**Exercise brief**. Pick out every row below that contains the string "give" and copy each of those rows in full. Matching is case-sensitive.

**Supplied material**.
━━━━━━

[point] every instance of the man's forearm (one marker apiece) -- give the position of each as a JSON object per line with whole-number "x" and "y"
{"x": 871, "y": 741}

━━━━━━

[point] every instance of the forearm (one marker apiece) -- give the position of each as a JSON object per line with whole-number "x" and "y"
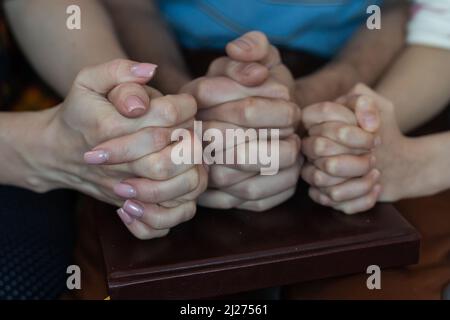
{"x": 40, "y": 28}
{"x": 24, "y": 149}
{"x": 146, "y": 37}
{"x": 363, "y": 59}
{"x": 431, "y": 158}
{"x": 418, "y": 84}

━━━━━━

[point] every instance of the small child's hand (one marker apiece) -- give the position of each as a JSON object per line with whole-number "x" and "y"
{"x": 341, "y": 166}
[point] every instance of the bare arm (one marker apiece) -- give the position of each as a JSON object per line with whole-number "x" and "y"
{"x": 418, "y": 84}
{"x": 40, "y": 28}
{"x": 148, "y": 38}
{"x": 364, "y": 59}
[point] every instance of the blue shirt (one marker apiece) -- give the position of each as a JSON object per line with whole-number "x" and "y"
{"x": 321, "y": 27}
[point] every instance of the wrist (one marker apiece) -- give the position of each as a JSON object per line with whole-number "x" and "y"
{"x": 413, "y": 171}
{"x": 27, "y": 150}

━━━━━━

**Answer**.
[point] every instance of the man's forearm (one marker apiece) -- give the position of each as a JSON object per line with whole-number "x" and "y"
[point] every instance of the forearm (one marker apiece) -- give the position of each as a JSON object per line with whole-number "x" and "y"
[point] every instance of the small child's hand (one marker apiece) -- give the position of each as a JSON object per line with whole-number "x" and "y"
[point] every instance of the bare arm (one marker apiece) -- give the position of each as a JSON object per line with whole-number "x" and "y"
[point] every instance of the blue shirt (one marker apiece) -- give the position of each as a JSON object per line with whole-number "x" and "y"
[point] every instance of the wrist (one marker apiece) -- give the position of each as a JSON object per line with whole-number "x" and "y"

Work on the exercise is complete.